* [Required work]:
One number, and no other words, should make up the answer: how many lines of the listing contain the string "background".

——

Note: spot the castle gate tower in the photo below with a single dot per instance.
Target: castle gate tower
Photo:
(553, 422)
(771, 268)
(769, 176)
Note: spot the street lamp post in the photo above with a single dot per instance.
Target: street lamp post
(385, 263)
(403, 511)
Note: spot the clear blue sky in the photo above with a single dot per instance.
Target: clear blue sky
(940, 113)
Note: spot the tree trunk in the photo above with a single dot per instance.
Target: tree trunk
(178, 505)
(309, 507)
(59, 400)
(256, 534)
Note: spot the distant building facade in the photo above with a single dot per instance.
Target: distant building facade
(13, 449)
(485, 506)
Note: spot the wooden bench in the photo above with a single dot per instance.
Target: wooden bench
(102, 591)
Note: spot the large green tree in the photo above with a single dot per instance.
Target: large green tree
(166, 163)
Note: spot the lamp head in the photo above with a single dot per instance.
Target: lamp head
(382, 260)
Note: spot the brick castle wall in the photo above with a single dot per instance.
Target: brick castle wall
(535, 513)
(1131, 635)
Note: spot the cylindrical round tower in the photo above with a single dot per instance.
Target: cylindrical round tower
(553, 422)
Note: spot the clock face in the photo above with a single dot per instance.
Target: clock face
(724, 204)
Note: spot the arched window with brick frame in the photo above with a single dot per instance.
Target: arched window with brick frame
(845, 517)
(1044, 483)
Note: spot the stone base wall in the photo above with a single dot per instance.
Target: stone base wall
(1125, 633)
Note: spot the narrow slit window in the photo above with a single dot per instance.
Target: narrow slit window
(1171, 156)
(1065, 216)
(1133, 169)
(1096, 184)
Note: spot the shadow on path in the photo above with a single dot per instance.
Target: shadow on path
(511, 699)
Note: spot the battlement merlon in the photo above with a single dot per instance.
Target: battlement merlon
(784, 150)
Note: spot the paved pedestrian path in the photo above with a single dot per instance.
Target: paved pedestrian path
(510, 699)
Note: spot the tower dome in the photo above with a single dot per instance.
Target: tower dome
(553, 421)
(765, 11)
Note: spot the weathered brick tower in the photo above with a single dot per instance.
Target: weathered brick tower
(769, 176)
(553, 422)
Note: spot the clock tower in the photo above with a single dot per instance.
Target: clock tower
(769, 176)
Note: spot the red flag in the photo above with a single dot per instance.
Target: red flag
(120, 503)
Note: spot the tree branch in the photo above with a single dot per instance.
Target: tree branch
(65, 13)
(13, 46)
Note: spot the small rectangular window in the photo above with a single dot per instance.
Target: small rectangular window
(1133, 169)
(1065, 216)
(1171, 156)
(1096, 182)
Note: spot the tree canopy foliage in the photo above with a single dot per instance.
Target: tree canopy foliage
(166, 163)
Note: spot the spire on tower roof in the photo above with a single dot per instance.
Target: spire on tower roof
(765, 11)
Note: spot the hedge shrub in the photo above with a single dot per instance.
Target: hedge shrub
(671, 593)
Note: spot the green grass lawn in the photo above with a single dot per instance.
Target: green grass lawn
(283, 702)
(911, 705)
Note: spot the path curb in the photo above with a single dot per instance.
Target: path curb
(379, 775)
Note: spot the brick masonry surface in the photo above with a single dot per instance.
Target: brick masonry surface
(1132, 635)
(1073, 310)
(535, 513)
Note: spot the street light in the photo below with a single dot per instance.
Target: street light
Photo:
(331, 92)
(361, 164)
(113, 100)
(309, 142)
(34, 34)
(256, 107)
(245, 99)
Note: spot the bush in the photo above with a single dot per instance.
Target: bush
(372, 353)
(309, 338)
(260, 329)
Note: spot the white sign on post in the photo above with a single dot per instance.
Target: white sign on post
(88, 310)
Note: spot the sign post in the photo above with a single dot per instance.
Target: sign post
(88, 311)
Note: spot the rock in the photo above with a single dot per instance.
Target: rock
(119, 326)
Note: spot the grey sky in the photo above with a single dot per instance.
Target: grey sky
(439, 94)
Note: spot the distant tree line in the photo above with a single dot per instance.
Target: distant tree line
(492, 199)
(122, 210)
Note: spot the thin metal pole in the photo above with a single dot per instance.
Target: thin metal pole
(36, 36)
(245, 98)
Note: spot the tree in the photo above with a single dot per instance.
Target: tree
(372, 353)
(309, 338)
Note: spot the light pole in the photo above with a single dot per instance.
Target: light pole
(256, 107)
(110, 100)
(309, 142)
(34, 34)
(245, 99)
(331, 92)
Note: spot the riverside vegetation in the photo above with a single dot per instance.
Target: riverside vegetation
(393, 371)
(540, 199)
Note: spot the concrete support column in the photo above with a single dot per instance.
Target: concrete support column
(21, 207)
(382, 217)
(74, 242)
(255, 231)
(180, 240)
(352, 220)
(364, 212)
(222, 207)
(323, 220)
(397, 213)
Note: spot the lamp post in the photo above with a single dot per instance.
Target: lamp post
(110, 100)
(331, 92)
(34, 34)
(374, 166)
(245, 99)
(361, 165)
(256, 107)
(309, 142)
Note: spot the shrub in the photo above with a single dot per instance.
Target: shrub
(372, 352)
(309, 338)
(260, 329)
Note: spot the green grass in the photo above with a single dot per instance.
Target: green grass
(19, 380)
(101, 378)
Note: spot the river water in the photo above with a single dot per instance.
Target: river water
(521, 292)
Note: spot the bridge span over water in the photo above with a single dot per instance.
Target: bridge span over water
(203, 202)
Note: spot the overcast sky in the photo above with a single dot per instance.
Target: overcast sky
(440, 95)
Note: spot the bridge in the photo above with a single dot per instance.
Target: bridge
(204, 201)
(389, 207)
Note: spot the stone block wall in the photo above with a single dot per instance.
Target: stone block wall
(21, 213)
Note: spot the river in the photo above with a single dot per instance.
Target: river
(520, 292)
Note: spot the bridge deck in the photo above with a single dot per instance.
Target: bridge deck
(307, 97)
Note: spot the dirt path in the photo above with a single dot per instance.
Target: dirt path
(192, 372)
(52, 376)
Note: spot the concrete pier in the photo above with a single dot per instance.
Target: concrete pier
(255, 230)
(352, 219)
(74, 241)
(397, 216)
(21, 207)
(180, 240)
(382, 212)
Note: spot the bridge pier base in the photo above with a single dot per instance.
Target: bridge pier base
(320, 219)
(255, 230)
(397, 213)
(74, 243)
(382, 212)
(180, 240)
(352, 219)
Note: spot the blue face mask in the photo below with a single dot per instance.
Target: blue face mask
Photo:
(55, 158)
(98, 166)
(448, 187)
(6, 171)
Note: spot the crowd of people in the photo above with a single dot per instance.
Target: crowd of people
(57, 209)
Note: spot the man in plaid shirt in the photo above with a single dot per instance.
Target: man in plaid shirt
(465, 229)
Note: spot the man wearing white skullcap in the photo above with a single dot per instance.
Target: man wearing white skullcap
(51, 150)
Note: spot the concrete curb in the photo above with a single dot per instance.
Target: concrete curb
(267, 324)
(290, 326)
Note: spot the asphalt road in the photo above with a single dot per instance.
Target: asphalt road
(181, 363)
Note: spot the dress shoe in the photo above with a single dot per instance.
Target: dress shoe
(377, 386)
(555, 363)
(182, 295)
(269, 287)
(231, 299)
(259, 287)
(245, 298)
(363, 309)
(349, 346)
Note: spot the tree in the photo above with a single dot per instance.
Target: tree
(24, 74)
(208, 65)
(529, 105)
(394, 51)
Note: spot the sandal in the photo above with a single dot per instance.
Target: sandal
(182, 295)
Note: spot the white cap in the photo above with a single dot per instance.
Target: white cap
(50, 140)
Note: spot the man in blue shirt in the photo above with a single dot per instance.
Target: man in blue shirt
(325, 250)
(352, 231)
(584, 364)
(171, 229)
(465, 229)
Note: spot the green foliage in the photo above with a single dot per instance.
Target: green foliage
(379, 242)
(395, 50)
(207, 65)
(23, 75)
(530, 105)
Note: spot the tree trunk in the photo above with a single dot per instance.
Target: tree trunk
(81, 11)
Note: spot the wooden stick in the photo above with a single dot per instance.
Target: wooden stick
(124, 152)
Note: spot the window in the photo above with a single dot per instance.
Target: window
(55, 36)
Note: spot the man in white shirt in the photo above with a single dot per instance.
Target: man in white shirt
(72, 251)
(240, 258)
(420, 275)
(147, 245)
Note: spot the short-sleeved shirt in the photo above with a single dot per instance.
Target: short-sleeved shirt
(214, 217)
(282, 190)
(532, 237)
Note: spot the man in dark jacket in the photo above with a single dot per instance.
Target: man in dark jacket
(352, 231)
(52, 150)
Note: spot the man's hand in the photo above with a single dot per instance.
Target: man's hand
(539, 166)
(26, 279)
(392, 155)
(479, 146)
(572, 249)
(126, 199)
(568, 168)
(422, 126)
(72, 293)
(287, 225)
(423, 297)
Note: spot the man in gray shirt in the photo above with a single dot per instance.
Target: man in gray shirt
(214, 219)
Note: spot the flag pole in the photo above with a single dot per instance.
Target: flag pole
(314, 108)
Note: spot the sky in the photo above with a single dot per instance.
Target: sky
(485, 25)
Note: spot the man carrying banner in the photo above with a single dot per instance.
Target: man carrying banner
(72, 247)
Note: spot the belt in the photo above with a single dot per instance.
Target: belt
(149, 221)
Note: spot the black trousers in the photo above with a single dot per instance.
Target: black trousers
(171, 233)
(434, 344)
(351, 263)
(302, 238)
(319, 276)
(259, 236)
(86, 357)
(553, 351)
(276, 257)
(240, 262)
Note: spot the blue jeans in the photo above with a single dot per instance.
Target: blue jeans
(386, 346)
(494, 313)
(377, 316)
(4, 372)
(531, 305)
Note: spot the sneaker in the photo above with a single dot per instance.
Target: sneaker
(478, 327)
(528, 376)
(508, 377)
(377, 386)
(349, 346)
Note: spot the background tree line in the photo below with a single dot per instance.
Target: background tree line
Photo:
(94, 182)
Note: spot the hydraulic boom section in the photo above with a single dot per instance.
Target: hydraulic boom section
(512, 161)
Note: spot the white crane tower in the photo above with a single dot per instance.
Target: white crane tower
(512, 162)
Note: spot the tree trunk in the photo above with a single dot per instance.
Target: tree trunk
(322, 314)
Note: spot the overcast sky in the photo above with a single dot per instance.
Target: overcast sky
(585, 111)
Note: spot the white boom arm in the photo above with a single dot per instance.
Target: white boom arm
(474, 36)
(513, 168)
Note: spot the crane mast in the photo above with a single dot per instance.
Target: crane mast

——

* [Written answer]:
2